Some rows
....................

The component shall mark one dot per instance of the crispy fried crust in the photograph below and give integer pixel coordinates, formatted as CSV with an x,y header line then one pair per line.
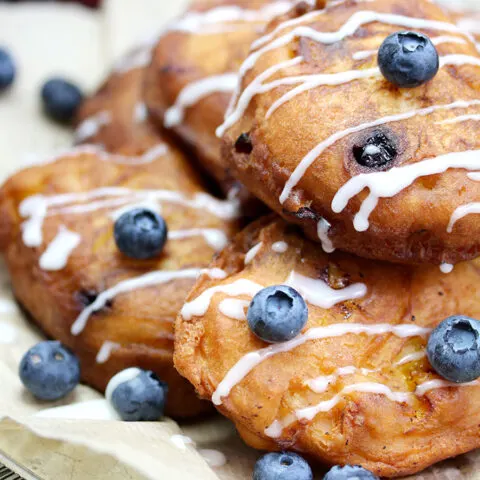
x,y
125,126
180,59
141,321
410,227
388,437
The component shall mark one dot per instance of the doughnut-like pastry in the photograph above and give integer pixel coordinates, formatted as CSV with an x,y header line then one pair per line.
x,y
56,234
194,68
355,386
116,116
326,141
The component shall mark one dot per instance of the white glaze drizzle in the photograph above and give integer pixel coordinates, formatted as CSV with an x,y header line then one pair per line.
x,y
308,160
121,377
280,247
213,20
463,211
144,281
357,20
91,126
196,91
106,351
411,357
256,86
309,82
36,208
181,441
309,413
298,21
323,227
446,268
214,237
214,458
234,308
318,293
58,252
199,306
249,361
252,253
389,183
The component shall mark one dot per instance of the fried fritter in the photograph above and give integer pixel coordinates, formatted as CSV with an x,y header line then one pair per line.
x,y
56,233
314,105
116,117
355,386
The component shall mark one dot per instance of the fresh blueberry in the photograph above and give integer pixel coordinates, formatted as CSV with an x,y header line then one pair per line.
x,y
408,59
140,233
7,70
282,466
277,314
244,144
349,472
454,349
137,395
61,99
50,371
376,152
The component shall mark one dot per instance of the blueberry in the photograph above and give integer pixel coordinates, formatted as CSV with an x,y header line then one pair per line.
x,y
244,144
282,466
140,398
408,59
454,349
7,70
50,371
376,152
140,233
349,472
277,314
61,99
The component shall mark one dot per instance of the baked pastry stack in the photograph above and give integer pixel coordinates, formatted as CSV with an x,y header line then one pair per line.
x,y
343,326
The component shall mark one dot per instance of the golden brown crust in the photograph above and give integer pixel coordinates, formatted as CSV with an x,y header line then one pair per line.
x,y
411,226
141,321
388,437
182,58
124,126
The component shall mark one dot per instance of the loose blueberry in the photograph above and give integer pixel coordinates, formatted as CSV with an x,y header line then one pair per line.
x,y
376,152
61,99
50,371
277,314
408,59
454,349
7,70
349,472
282,466
244,144
140,234
140,398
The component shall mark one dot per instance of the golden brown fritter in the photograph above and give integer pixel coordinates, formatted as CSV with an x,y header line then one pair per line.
x,y
139,322
204,50
116,117
371,412
307,148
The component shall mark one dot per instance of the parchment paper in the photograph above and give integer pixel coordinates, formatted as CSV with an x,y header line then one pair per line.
x,y
71,41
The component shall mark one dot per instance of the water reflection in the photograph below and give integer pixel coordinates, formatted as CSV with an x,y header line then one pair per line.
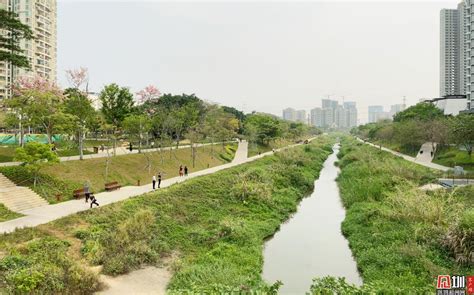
x,y
311,244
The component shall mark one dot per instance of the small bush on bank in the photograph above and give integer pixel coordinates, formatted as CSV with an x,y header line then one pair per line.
x,y
43,266
47,186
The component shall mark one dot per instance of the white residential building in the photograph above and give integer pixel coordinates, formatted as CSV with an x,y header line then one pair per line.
x,y
40,16
317,118
301,116
289,114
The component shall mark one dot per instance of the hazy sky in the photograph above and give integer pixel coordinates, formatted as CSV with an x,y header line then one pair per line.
x,y
262,56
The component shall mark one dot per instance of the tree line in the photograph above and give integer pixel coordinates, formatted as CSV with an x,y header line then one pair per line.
x,y
421,123
148,116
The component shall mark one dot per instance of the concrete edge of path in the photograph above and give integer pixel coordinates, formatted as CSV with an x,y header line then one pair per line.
x,y
408,158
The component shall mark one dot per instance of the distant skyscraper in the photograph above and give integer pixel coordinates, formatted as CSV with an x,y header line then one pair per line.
x,y
289,114
451,58
396,108
351,108
317,117
301,116
328,117
341,117
456,51
40,16
374,113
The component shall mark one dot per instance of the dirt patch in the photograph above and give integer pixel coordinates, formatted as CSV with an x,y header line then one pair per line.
x,y
148,280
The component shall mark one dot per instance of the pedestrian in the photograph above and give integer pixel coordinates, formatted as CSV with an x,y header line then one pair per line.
x,y
93,201
87,192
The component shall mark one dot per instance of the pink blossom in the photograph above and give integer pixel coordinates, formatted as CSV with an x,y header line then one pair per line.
x,y
24,84
149,93
78,77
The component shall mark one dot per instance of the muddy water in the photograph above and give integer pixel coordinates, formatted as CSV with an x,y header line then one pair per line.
x,y
311,244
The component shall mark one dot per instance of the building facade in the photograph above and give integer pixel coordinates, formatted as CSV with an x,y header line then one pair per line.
x,y
457,52
316,116
450,52
301,116
289,114
40,16
375,112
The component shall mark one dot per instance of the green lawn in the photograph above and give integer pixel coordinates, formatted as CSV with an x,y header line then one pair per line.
x,y
65,177
214,225
7,153
402,237
451,156
407,150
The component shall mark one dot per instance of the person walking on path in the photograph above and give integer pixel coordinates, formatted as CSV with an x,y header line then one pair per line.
x,y
159,179
93,201
153,180
87,191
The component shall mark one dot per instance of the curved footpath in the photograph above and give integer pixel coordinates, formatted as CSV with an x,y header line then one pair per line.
x,y
45,214
408,158
120,151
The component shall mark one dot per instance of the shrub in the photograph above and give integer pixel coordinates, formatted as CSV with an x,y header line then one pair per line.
x,y
43,266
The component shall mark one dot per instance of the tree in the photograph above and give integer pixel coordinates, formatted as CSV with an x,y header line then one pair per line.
x,y
136,126
79,107
462,131
149,94
267,127
117,103
436,131
78,77
35,156
10,50
37,101
423,111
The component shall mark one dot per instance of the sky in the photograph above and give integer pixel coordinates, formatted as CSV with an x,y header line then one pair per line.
x,y
258,56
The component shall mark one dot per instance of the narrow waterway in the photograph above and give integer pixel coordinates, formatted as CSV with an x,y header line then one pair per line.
x,y
311,244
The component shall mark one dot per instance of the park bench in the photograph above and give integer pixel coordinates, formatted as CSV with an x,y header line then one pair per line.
x,y
79,193
112,186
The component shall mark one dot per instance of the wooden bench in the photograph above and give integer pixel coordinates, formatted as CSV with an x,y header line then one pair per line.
x,y
111,186
79,193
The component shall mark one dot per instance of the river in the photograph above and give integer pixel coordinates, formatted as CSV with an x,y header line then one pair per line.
x,y
310,244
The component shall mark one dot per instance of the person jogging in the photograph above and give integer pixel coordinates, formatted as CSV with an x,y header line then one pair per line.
x,y
159,179
93,200
87,191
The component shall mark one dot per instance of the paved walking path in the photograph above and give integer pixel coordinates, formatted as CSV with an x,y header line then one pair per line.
x,y
120,151
426,152
411,159
45,214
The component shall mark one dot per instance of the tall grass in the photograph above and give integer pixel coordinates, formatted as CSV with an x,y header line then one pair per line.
x,y
397,232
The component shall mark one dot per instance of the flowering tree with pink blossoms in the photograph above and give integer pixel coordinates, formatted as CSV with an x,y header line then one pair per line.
x,y
148,94
38,102
78,77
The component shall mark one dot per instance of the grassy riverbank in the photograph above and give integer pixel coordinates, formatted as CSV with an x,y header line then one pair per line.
x,y
65,177
401,237
6,214
213,225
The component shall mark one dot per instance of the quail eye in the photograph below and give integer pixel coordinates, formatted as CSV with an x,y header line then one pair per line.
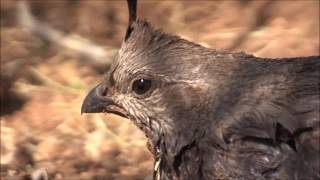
x,y
141,86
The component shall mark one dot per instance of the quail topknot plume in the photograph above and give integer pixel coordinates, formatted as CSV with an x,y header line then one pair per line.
x,y
214,115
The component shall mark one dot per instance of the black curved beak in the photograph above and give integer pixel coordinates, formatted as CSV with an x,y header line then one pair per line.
x,y
95,102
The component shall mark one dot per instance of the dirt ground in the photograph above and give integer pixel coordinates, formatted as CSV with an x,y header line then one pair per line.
x,y
43,84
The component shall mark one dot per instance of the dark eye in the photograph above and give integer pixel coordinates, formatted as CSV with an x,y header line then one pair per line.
x,y
141,86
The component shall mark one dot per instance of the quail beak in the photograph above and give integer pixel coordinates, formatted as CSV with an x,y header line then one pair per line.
x,y
97,102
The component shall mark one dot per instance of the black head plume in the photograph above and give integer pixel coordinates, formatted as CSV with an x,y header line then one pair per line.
x,y
132,7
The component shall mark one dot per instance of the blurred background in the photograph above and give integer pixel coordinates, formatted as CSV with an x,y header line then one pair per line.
x,y
54,51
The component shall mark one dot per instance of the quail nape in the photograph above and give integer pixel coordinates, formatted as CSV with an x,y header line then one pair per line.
x,y
214,115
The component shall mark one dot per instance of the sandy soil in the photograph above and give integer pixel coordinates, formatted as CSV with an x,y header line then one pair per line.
x,y
43,85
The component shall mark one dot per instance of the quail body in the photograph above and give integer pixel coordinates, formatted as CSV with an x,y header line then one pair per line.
x,y
212,114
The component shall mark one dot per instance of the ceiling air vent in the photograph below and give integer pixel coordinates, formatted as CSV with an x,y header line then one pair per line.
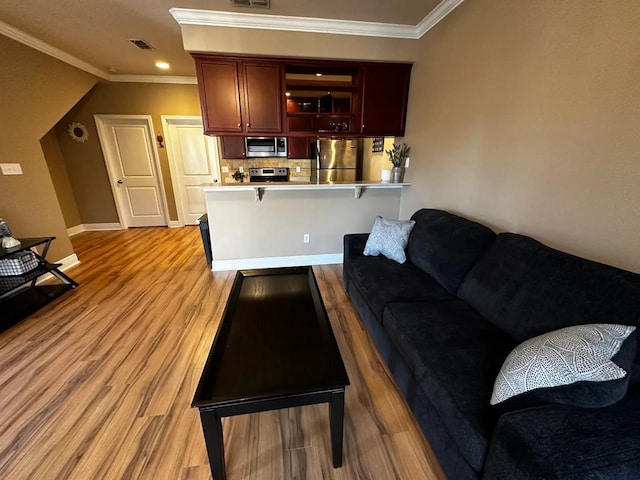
x,y
251,3
141,44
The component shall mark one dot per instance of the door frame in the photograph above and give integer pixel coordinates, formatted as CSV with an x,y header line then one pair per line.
x,y
177,120
102,121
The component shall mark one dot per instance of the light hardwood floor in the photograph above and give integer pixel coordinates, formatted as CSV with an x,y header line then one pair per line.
x,y
98,384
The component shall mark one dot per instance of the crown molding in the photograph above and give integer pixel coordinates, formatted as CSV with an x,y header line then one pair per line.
x,y
30,41
443,9
154,79
187,16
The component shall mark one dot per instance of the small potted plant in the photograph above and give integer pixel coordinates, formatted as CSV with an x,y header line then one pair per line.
x,y
397,156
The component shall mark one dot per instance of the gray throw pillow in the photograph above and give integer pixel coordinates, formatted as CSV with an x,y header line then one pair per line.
x,y
568,366
389,238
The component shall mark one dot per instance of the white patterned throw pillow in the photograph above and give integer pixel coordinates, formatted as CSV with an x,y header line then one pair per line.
x,y
581,353
389,238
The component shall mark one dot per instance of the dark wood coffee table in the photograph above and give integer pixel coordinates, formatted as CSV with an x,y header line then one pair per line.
x,y
274,349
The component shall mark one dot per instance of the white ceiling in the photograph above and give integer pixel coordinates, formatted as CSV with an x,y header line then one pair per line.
x,y
97,31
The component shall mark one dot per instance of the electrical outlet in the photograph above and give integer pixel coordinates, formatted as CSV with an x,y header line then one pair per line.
x,y
11,168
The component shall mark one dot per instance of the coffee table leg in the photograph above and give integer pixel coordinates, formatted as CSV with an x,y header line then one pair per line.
x,y
336,414
212,428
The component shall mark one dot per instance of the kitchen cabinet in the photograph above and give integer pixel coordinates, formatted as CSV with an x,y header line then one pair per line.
x,y
385,92
299,147
232,147
261,96
239,96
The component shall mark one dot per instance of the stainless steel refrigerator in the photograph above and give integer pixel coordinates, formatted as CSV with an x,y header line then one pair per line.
x,y
336,160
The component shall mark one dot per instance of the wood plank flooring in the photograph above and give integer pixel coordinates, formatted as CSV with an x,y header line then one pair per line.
x,y
98,384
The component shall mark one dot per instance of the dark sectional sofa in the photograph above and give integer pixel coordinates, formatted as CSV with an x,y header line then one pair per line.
x,y
446,320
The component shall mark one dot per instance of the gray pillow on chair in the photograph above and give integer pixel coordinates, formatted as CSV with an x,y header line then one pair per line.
x,y
389,238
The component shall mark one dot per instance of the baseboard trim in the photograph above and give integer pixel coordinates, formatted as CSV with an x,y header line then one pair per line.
x,y
92,227
272,262
75,230
67,263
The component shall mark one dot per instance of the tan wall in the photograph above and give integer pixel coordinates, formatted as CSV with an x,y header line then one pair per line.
x,y
35,91
526,115
60,179
85,162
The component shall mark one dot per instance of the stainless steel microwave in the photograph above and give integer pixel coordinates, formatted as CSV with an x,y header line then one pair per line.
x,y
265,146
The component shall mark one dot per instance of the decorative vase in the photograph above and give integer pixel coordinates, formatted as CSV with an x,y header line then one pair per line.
x,y
398,174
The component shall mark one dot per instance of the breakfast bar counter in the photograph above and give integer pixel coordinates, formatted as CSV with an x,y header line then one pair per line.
x,y
286,224
259,188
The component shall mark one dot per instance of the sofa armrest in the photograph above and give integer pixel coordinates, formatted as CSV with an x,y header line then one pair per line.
x,y
568,443
354,244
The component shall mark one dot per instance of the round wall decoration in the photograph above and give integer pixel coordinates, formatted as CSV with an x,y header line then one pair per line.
x,y
78,132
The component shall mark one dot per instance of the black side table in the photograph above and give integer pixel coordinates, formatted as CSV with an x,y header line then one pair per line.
x,y
19,294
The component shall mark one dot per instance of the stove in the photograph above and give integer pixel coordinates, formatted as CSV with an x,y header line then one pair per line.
x,y
275,174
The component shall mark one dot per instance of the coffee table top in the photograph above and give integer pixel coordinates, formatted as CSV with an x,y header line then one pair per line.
x,y
274,340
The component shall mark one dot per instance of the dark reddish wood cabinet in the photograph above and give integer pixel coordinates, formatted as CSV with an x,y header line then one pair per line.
x,y
246,96
385,92
299,147
232,147
242,97
219,88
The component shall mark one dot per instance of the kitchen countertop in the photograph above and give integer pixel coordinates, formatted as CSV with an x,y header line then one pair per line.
x,y
247,186
259,187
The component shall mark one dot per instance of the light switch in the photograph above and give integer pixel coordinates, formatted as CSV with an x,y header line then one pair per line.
x,y
11,168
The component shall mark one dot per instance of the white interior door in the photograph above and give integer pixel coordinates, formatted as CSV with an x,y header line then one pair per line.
x,y
128,144
193,161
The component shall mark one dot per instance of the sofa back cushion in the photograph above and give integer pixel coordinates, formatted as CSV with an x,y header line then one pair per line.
x,y
445,246
526,289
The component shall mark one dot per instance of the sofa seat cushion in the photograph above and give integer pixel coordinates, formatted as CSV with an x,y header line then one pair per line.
x,y
568,443
527,289
455,355
382,281
445,246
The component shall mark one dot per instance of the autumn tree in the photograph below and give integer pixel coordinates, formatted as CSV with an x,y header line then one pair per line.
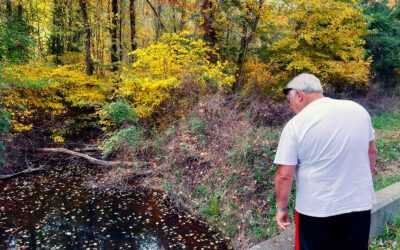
x,y
114,31
89,60
252,11
323,38
15,34
383,41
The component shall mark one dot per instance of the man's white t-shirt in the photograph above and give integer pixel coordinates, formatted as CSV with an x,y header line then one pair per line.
x,y
328,142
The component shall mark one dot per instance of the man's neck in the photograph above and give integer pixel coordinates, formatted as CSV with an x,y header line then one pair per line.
x,y
311,97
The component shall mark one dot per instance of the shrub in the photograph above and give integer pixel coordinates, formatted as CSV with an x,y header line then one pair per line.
x,y
126,138
120,112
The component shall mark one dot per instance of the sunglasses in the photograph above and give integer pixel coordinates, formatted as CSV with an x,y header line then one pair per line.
x,y
286,90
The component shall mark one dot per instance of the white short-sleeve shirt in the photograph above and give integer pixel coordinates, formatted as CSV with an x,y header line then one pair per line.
x,y
328,142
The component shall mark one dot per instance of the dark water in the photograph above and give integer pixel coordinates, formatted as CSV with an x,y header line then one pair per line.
x,y
55,210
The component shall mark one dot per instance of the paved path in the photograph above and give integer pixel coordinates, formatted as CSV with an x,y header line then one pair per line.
x,y
386,209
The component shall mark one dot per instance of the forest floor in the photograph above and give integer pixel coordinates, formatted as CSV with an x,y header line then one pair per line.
x,y
217,163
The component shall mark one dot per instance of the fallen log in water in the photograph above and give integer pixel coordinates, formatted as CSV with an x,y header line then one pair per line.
x,y
26,171
87,157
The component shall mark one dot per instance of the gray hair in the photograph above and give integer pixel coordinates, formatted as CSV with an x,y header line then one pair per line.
x,y
308,83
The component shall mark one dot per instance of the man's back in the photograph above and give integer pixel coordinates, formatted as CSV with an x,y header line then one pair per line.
x,y
331,138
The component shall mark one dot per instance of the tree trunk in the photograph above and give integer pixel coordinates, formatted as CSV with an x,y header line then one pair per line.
x,y
120,33
19,12
114,46
8,8
210,34
87,157
174,17
158,21
244,44
132,14
156,14
89,61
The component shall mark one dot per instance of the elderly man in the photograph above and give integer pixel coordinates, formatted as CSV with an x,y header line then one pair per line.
x,y
329,147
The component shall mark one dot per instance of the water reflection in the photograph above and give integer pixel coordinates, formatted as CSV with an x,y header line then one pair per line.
x,y
54,211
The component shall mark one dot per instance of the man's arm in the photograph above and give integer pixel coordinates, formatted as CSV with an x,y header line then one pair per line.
x,y
372,154
283,184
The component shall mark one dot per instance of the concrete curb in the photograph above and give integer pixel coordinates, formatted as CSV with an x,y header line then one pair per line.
x,y
385,210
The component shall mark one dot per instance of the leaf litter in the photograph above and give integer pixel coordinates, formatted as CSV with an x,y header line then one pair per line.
x,y
57,211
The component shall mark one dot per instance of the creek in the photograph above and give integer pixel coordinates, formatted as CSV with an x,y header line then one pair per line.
x,y
55,210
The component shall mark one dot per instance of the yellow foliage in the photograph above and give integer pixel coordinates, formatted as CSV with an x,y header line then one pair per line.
x,y
37,91
323,37
162,67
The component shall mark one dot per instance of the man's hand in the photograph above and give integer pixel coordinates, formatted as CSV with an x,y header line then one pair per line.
x,y
282,219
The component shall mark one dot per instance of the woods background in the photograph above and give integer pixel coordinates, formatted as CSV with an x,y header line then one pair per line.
x,y
172,84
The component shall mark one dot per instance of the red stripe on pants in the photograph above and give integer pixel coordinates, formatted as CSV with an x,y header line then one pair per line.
x,y
297,230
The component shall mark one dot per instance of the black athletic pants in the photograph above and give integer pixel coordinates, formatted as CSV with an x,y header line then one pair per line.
x,y
340,232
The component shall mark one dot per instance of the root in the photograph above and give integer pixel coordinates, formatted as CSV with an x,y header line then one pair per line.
x,y
87,157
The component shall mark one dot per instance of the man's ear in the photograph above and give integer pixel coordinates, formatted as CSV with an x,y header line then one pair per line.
x,y
300,95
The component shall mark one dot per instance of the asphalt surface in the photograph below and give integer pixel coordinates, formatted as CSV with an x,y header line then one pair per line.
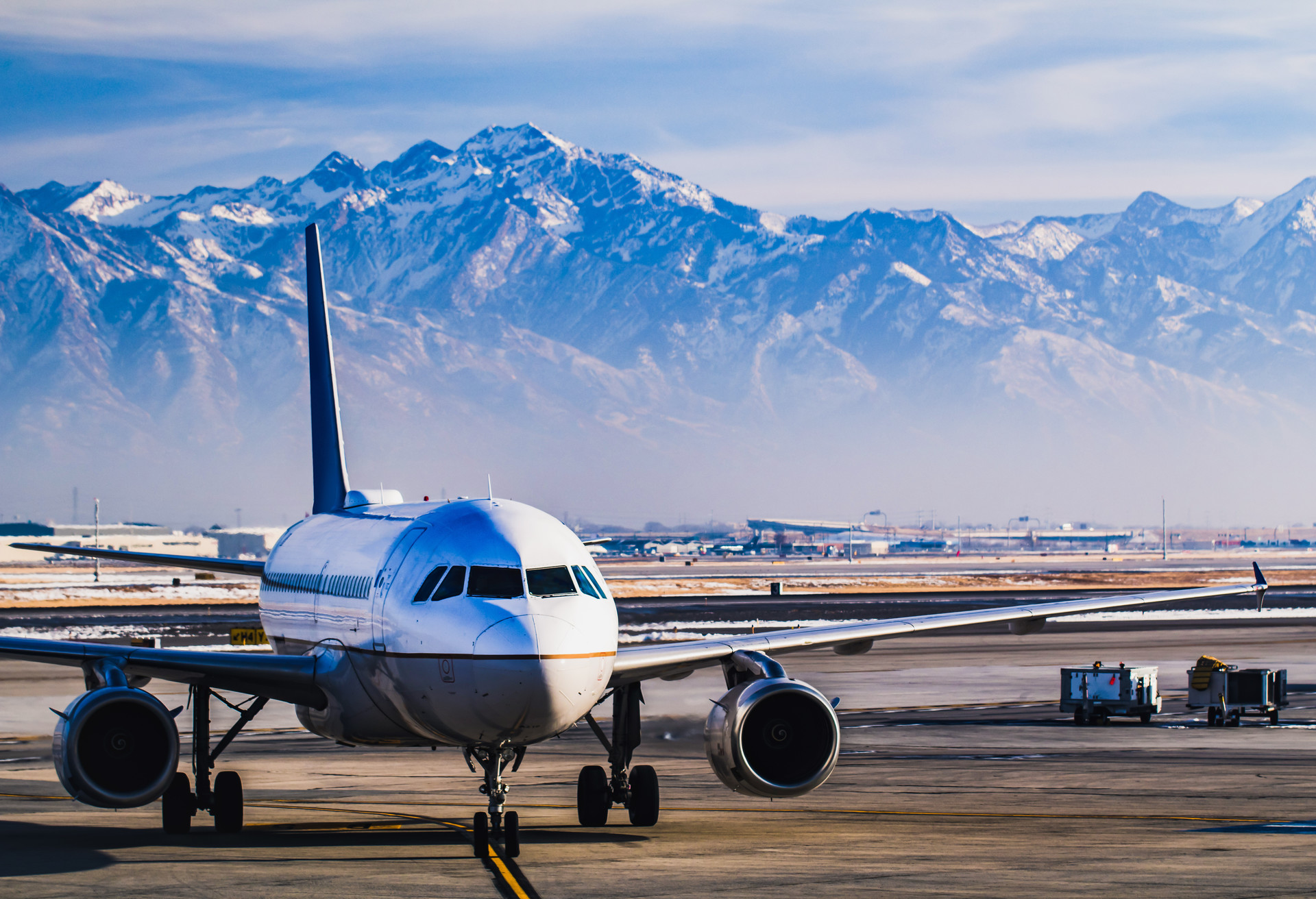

....................

SHORT EXERCISE → Pick out every line in the rows above that contains the word "paved", and copy each of those lines.

WRITTEN RESPONSE →
The component shall mark one dot per instance of the paved walking path in the photograph above and give integer pixel coordinates, formatted as CSV with an x,y header line then one pair per line.
The component shall mark one dot per instance of the paved path in the photograph above and give integer pixel coordinates, formatted as CSV with an x,y header line then one pair per line.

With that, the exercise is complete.